Requirements:
Nothing but the lines from the one with "TARGET = drainage channel" to the final line should be returned, each exactly as it appears.
** begin Information supplied **
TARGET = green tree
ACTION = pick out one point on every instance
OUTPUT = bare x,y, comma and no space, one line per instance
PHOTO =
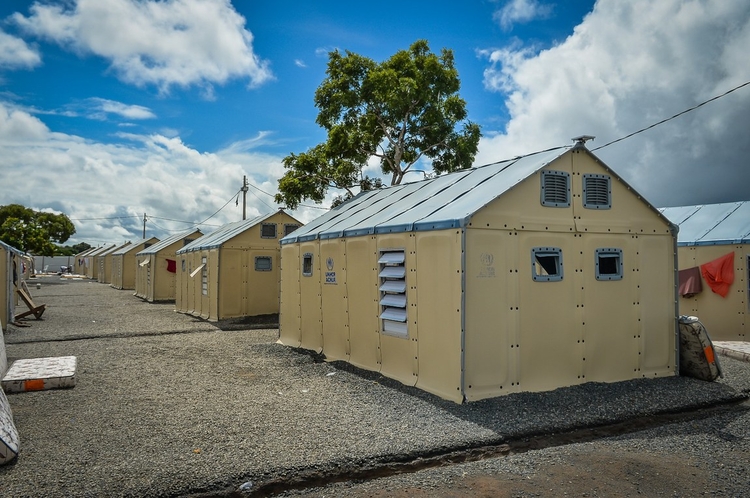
400,111
33,231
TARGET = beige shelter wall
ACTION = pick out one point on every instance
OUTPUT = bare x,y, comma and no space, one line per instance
261,288
334,299
523,335
116,281
290,299
363,302
437,276
6,303
724,317
180,297
142,275
311,324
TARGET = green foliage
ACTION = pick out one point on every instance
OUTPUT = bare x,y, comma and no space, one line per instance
33,231
399,112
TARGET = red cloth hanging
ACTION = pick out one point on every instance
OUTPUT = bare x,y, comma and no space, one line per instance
719,274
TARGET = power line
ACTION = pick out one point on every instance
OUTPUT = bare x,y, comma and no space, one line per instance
673,117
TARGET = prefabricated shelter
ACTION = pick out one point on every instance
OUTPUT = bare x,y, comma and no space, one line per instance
156,267
234,271
10,270
714,261
105,264
525,275
79,267
123,263
92,261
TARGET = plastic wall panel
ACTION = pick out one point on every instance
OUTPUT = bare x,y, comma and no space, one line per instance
399,355
311,321
260,289
725,318
610,315
438,311
549,332
230,289
656,303
362,284
334,299
491,321
289,312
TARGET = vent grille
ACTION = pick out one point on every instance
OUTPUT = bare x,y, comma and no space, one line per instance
596,192
393,292
555,189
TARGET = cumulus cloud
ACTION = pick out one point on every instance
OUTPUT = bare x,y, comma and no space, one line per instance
162,43
15,53
622,70
153,174
521,11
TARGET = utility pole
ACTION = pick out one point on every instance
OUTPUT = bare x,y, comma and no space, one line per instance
244,196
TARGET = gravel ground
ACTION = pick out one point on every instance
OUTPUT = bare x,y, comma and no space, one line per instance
169,405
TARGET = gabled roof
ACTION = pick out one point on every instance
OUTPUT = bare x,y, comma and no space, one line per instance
224,233
711,224
153,249
132,245
446,201
10,248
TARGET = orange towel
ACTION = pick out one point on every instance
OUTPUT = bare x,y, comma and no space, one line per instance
719,274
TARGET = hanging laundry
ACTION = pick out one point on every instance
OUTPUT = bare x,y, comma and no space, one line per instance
719,274
690,282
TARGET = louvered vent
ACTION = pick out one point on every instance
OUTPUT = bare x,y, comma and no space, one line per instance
555,189
393,292
597,193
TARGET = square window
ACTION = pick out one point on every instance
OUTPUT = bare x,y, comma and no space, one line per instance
307,264
268,231
609,264
555,188
289,228
546,264
597,192
263,263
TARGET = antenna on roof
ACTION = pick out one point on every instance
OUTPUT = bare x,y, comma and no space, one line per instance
581,141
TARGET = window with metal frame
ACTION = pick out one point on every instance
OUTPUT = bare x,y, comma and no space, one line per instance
546,264
307,264
392,263
555,188
204,276
268,230
289,228
597,191
263,263
609,263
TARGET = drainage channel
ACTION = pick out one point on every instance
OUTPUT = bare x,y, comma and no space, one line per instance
365,471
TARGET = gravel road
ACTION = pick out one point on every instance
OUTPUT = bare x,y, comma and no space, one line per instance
170,405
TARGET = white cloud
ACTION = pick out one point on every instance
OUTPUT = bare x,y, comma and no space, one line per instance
626,66
16,53
161,43
521,11
153,174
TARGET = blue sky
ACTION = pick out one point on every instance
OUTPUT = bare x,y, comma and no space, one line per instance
114,108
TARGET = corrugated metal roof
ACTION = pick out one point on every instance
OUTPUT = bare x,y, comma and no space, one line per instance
447,201
223,234
711,224
153,249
** end Information supplied **
Result below:
TARGET = drainage channel
ACTION = pick out one point on every instance
OUTPUT = bare x,y, comma and no space, one line per instance
365,471
TARGET = gravel road
ACTION = pick out one point on every instance
OUTPUT = bare x,y, comma and no space, one line per instance
170,405
TARGET = white cloud
ACTION = pick out one point on every instance
OUTPUT = bare x,y, comma and no space, one line per instance
626,66
16,53
161,43
521,11
153,174
TARGET = blue sky
ACTION = pick out one point on every instance
OUTPUT = bare x,y, comma and no space, one line per instance
114,108
TARGET = corrugated metal roof
ACTION = pick out one point on every instance
OUTPUT = bare x,y, comma and no space, one line per instance
447,201
223,234
711,224
153,249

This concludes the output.